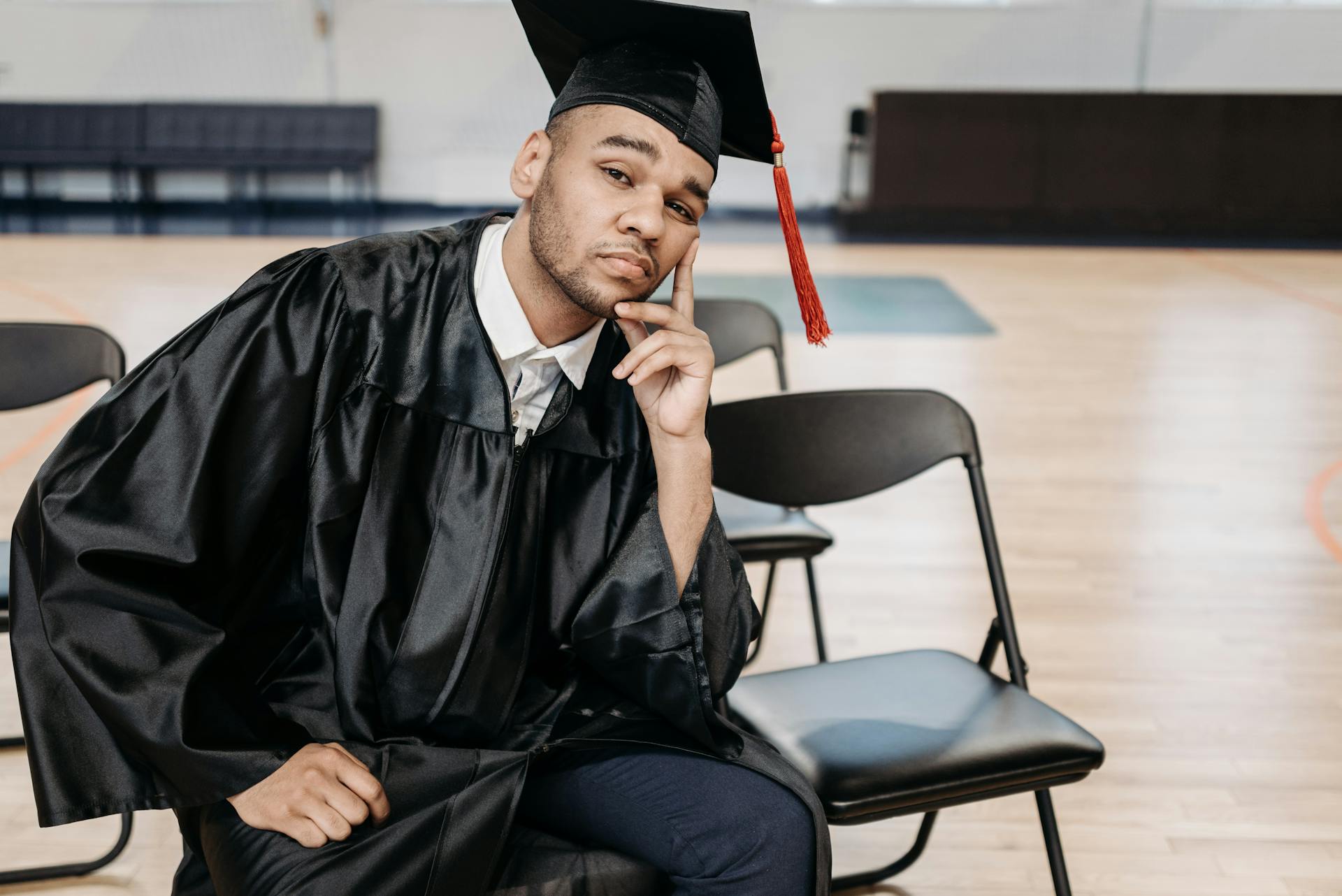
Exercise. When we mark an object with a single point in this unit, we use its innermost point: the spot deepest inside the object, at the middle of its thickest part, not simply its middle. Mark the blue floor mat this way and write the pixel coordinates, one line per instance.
(853, 303)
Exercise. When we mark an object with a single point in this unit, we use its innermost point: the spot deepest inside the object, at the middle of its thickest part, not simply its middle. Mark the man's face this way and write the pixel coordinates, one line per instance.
(623, 184)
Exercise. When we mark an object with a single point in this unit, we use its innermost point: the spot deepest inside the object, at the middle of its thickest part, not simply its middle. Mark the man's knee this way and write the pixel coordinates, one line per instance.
(773, 836)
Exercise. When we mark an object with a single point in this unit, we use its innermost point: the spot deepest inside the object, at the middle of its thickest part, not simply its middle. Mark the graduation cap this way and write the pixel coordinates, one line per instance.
(693, 70)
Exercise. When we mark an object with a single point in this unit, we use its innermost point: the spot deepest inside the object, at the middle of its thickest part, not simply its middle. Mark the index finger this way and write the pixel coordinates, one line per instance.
(682, 289)
(341, 747)
(367, 788)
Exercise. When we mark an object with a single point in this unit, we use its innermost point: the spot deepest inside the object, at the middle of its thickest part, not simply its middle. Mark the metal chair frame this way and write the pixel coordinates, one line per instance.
(953, 424)
(42, 363)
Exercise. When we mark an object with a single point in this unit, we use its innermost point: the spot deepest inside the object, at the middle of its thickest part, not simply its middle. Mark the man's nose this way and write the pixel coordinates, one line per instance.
(644, 219)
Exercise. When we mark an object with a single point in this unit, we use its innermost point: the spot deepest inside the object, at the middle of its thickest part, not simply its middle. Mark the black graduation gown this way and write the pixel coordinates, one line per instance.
(302, 519)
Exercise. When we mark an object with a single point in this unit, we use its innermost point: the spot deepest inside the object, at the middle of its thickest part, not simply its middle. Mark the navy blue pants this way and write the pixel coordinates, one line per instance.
(710, 825)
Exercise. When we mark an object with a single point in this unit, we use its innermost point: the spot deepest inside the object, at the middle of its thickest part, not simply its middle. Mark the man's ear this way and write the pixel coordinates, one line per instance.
(531, 163)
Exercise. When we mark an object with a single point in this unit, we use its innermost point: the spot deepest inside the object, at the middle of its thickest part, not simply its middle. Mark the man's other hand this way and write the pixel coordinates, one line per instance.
(319, 795)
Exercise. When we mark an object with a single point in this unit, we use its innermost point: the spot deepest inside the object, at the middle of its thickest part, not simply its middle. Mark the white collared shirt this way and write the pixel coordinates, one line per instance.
(531, 369)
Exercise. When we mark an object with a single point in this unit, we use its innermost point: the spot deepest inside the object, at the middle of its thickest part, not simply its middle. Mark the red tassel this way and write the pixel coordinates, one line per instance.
(808, 298)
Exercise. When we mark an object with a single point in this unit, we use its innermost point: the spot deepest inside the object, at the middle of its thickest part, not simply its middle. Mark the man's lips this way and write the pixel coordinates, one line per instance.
(627, 265)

- _Your task_: Repeat the whole listing above word for word, leaving out the pictures.

- _Written answer_:
Exercise. When we mark an object with a single point in this unit, we use its innermost point: the spot deepest inside the object, at the middle of its thickest part, not simply its middle. Mark the blue floor mat this way and write the pixel coordinates, one line per instance.
(853, 303)
Exercise. When we mark an object with a single point in this unit, we use its innermost point: the spot deepest inside the object, at the middle of its thickest part, not simply its middle. Mark the man's face this way and write the pixel coordinates, one line per instance.
(623, 184)
Exercise. When we mark an object with a single point in this unit, we use its innermost point: the spot deepest inside the object, at the middle of its thickest part, not simply its middle. Mark the man's knee this way and write the pixel coordinates, one line per instance.
(773, 836)
Exercise. When we mark an object with a single point in this unit, we use its innermost point: the spot deepest inside the object, at the middle of its thickest part, not simply its middle. Mark the graduation cap this way and write the pixel coordinates, one line per instance.
(693, 70)
Exercise. When we mark an object with a single point in this unit, we use its innermost point: the spot deepest inside the object, at the middle of its thickest part, not simply its middle. Mark the index finger this way and write the pixel coordinates, one line per instance.
(682, 289)
(341, 747)
(367, 788)
Exercise. When we mark an object with a single point in this unit, we use its innermost point: the spot deepest inside the object, at the middle of its thickest part, not simply its middle. Mark the metal chair frame this way and write the pixel coordinates, one line per instance.
(953, 424)
(42, 363)
Exercise. When we mark an object with a single point in this unit, we use its innermost point: the spot deepest inside the object, at the middle of its thickest part, not simply its middle. Mark the man's nose this way and write the pixel coordinates, one line per instance.
(644, 219)
Exercise. When we mark an object with a single point in this unit, we use its innermost point: the spot deepest inside the object, at the middle of its thickest part, not simply its middle. Mark the black graduation gown this way and write the pixel coordinates, one line per instance.
(302, 519)
Exercise. When we mark an object with a single point in this unit, we use its innermost point: the spot deepest inside the object, at the middle of its thickest part, not simply its middle. Mark the navy blue pants this way and write the pixel coordinates, one line per instance.
(710, 825)
Exercise. When we mark an object with a single point in this unit, we use its innermost point: the spot deepest inside the object, at the middle of its thickest part, not simply its middle. Mark the man's ear this way and write the pixel coordinates, one line per instance.
(531, 163)
Exercise. When we mark an object with a single point in this unit, we use its innermost point: the spot deepest inside the object, at the middle of its thickest part, not simply its middle. Mark the man's other hand this way and write the pixel coordinates, one line per instance.
(319, 795)
Exercise. When we mark an object with a single point in this unit, we use its innermost point: the spot deepest inside the object, at the middle of its thickest part, not simply its middle. Mark the white collared shirt this way and write the pixel coordinates, one line per instance.
(531, 369)
Exercise. When we mark an object with a single point in this unit, we use its innermost point: the spot deepest inside the object, at the middle of its thickest part, not simply its middle. Mark the red tassel this way and write the pixel coordinates, one line per instance.
(808, 298)
Exercise. When we mark an object with a single point in this unit, we use its innermost point: the spot deepest inside the object, at the middle of its thickest part, not simply its middle. Mark the man's lips this way and write the pixel coordinates, one line per instance.
(627, 265)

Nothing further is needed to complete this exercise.